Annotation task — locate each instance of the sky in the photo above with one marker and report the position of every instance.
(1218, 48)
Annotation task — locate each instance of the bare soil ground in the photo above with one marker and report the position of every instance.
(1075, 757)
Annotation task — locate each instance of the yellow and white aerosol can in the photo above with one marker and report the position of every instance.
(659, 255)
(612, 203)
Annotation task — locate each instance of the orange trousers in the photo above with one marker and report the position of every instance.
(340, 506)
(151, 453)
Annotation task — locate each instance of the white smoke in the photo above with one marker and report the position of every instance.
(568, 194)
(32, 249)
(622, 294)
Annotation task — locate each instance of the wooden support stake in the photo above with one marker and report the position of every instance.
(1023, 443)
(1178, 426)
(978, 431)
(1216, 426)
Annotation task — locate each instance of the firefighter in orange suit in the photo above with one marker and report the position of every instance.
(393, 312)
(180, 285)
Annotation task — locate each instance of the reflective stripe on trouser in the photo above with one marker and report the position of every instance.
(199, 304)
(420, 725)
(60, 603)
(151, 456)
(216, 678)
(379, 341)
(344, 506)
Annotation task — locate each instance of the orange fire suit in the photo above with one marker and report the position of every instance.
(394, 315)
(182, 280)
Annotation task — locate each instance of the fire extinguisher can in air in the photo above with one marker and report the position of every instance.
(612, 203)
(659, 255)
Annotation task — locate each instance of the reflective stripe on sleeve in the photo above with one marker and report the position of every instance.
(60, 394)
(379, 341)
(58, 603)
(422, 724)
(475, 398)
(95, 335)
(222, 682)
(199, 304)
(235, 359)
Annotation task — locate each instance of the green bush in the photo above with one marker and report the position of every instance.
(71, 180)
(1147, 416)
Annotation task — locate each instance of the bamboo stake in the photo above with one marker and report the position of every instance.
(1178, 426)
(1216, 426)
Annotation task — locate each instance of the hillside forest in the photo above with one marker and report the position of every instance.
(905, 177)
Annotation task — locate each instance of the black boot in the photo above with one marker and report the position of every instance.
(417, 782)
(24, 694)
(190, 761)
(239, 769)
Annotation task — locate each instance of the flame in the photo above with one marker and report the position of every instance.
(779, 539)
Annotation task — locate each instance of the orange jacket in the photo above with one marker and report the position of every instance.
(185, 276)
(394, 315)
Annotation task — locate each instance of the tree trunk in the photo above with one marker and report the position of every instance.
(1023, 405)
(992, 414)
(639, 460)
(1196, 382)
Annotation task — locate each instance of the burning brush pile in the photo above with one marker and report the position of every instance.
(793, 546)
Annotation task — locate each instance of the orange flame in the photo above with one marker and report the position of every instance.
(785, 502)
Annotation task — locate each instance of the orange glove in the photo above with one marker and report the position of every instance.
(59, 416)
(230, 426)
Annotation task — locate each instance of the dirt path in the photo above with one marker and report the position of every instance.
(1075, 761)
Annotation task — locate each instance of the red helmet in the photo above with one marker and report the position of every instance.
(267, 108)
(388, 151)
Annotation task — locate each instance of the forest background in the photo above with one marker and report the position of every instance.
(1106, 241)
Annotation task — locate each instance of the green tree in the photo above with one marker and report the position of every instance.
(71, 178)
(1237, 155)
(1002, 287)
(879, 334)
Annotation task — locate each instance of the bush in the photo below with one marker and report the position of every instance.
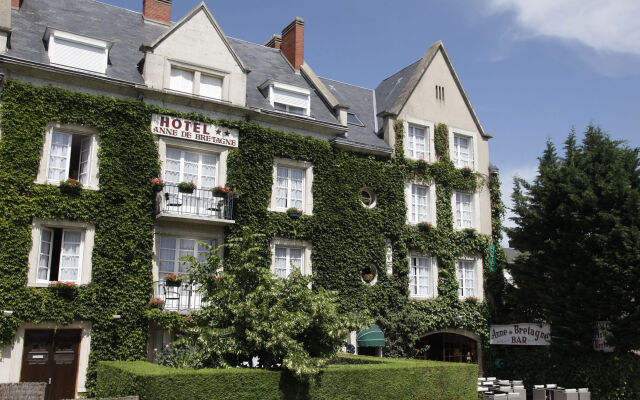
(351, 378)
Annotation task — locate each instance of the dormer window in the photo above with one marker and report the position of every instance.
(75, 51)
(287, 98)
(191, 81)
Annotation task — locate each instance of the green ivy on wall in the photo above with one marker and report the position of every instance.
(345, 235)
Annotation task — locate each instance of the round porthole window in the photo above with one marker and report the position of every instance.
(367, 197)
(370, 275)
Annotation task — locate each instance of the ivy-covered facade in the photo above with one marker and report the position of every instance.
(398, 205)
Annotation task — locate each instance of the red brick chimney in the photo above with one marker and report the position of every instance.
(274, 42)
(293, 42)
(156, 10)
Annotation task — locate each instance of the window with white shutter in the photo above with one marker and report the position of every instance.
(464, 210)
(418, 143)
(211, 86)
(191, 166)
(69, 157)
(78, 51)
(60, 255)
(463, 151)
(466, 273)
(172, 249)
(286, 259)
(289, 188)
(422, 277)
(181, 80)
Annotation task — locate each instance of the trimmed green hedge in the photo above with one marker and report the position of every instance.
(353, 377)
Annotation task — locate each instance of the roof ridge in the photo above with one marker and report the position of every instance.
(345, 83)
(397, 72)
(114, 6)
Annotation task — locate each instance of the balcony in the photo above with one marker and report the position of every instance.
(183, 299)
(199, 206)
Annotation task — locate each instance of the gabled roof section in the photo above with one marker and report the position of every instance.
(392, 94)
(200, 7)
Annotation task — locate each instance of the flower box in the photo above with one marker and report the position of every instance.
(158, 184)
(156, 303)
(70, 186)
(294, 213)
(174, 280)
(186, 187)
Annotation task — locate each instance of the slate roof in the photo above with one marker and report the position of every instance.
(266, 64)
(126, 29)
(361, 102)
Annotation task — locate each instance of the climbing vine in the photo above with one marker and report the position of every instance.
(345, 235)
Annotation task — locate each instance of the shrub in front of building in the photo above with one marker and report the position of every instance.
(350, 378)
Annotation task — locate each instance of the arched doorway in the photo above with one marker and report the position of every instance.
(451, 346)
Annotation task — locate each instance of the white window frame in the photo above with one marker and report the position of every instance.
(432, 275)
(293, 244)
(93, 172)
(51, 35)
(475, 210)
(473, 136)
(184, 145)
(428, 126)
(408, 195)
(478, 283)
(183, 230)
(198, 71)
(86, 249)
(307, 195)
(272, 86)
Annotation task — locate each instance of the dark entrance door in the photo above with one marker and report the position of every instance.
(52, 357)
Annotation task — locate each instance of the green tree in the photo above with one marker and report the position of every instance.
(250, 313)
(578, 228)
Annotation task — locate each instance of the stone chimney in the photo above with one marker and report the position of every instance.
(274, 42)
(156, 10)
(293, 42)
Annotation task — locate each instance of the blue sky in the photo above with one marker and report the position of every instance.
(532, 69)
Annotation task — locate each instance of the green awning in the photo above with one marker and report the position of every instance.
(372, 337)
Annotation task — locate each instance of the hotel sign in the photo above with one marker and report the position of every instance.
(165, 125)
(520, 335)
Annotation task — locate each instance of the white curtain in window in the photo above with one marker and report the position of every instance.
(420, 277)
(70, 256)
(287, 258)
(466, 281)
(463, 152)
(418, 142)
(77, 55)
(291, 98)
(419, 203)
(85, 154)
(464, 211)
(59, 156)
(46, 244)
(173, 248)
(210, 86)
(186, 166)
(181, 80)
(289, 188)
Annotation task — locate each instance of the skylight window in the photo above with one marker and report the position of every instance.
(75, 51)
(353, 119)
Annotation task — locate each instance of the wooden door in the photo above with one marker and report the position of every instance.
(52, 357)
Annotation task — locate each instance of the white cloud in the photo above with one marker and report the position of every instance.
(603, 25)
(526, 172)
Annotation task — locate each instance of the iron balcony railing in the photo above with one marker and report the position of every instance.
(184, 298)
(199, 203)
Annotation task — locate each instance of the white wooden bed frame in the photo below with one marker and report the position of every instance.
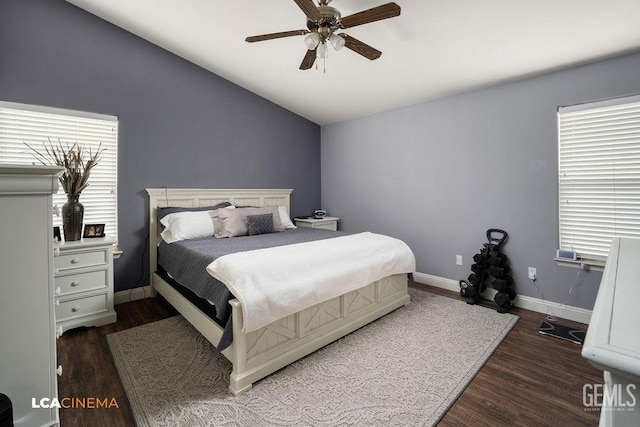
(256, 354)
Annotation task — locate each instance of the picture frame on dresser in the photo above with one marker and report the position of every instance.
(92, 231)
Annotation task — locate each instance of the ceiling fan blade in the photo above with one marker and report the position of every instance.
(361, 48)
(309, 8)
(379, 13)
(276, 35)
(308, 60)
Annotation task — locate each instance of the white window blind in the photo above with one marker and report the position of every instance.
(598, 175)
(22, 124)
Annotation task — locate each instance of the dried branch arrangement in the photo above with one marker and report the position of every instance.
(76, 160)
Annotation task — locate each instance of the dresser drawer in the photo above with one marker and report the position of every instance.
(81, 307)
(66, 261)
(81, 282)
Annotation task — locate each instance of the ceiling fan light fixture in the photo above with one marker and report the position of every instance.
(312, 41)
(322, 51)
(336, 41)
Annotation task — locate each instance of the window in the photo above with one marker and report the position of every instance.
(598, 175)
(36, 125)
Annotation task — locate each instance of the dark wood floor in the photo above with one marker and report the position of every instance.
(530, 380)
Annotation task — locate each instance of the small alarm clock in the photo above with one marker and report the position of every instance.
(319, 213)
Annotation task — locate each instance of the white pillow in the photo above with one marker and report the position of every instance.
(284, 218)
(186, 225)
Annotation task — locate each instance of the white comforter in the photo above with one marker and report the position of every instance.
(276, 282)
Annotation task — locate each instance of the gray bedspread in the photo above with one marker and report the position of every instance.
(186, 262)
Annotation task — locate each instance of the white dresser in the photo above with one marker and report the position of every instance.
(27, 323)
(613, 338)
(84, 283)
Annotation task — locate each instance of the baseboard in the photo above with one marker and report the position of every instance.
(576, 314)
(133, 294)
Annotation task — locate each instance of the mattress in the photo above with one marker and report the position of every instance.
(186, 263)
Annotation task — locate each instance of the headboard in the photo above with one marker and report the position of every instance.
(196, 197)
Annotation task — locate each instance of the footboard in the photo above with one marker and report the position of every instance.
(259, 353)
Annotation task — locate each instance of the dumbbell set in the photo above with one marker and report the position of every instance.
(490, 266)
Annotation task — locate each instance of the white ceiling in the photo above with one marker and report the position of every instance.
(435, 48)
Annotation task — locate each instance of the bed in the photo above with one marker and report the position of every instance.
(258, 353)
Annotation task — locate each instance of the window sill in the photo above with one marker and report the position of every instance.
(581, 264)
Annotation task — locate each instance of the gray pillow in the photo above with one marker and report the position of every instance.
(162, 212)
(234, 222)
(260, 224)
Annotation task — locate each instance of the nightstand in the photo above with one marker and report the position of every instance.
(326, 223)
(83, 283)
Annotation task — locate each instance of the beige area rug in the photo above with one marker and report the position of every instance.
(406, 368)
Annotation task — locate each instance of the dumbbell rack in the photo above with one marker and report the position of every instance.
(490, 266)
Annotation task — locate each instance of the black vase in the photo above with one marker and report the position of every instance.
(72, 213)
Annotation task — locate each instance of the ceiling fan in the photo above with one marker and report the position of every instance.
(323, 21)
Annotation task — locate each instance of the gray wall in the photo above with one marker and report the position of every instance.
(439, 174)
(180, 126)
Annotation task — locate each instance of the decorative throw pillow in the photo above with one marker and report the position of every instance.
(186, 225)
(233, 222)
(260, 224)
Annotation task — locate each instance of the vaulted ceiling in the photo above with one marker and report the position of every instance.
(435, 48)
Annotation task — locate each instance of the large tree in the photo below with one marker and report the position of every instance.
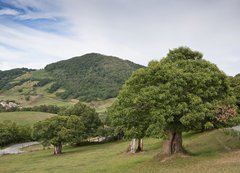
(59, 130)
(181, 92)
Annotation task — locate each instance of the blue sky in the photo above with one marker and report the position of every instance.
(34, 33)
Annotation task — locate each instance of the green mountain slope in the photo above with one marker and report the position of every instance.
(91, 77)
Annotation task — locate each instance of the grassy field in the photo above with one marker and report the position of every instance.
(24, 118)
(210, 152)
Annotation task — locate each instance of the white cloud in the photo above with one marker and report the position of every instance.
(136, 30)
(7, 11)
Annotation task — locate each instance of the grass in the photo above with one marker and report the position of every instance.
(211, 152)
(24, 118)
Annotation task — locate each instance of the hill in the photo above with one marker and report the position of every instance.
*-*-*
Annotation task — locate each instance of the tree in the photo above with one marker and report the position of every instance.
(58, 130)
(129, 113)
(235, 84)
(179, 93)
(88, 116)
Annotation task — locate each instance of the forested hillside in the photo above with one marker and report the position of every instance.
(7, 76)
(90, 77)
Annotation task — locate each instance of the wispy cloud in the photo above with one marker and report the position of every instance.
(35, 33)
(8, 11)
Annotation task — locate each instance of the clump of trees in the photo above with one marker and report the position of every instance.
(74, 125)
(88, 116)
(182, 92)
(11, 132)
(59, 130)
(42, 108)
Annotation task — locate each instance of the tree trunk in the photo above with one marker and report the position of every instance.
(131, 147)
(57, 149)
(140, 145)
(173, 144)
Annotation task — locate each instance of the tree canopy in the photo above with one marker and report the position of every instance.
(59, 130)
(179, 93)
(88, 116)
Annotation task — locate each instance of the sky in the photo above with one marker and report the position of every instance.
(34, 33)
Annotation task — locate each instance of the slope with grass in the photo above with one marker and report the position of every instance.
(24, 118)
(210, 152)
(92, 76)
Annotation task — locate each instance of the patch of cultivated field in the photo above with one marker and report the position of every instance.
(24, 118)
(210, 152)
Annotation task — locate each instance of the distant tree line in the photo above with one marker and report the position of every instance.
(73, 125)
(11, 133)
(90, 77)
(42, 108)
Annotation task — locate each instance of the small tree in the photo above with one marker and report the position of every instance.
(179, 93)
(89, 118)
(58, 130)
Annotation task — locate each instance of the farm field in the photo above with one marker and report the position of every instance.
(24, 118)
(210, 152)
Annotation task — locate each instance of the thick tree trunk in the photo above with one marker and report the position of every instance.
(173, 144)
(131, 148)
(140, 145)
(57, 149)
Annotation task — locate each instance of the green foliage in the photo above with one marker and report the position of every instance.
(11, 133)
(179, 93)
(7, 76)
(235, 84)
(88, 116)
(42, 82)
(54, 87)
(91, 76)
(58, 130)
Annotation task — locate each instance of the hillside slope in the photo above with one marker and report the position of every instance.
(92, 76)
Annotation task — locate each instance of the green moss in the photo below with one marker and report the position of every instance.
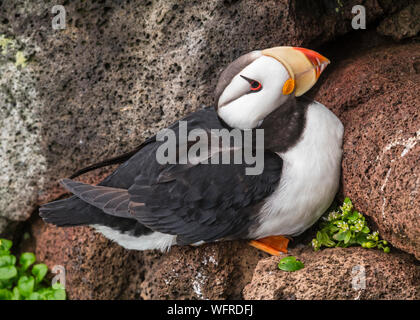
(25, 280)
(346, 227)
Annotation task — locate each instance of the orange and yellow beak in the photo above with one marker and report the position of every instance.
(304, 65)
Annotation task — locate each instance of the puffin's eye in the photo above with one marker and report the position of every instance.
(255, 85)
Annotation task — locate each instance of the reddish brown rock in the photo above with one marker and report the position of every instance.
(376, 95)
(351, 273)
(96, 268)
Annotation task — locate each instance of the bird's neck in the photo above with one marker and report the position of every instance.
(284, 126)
*-*-*
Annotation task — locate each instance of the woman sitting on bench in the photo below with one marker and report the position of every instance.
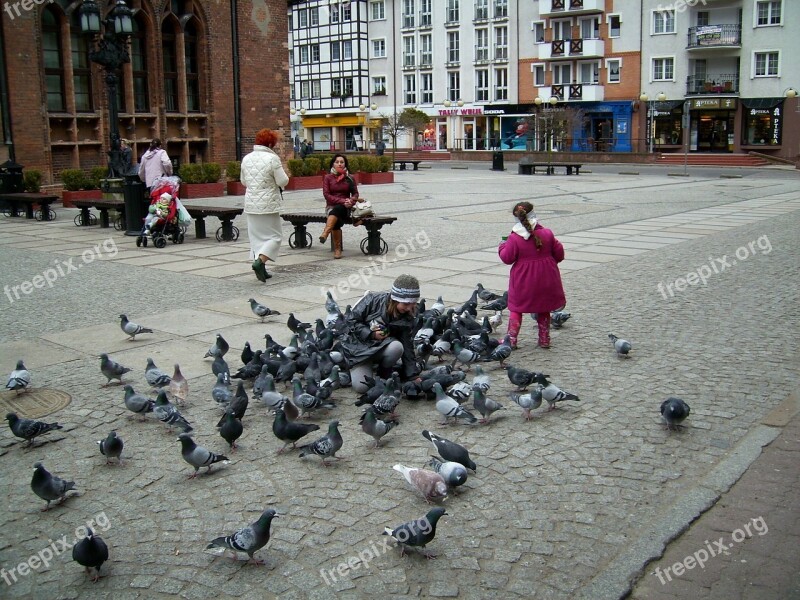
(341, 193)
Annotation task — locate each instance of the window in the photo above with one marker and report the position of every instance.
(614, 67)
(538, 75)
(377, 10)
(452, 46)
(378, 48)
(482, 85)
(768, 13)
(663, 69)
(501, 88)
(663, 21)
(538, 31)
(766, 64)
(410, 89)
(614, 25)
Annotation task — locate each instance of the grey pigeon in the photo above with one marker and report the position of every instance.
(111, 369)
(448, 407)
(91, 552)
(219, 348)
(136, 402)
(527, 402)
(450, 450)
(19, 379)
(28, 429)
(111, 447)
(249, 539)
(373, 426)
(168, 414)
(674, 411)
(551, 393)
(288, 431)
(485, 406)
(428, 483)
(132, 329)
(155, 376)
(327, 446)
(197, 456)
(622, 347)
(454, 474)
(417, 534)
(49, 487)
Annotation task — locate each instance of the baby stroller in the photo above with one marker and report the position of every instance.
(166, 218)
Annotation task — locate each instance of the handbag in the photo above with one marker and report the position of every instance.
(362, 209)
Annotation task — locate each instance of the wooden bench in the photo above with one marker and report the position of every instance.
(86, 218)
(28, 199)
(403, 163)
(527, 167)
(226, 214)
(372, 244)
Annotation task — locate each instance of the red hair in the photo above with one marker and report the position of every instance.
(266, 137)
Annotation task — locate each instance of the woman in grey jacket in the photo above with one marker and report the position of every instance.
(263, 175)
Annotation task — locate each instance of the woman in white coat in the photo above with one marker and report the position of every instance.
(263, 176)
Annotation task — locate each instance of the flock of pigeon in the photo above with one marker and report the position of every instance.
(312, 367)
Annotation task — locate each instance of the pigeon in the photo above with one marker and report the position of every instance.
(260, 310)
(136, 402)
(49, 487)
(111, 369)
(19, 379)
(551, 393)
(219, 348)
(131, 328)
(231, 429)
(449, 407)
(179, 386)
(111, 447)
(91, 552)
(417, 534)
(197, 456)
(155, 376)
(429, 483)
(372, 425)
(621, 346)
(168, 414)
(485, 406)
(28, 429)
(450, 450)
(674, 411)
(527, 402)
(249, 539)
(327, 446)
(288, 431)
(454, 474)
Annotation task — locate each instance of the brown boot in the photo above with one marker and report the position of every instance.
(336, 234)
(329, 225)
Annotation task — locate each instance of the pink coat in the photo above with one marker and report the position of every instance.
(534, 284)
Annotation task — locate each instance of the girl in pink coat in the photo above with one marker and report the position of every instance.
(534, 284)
*-*-*
Your answer should be the lines above from the one containing "Annotation task — locate each instance of the green mountain" through the one containing "Annotation task — locate each instance of the hill in", copied exactly and with both ends kept.

> **Response area**:
Annotation task — locate each instance of the green mountain slope in the photo above with one marker and report the position of every instance.
(91, 77)
Annotation task — locate each instance of the grassy field in the photo above with one marker and report the position of every instance.
(24, 118)
(210, 152)
Annotation task — locate each instance of the white cloud in the photo above with one marker and report the position of every instance.
(136, 30)
(7, 11)
Annotation task — locate each instance of the grass in the photo above with one marker and report the position of every instance.
(211, 152)
(24, 118)
Annotation task — locate each instance of the hill in the photo above with one marker and report the position of every instance.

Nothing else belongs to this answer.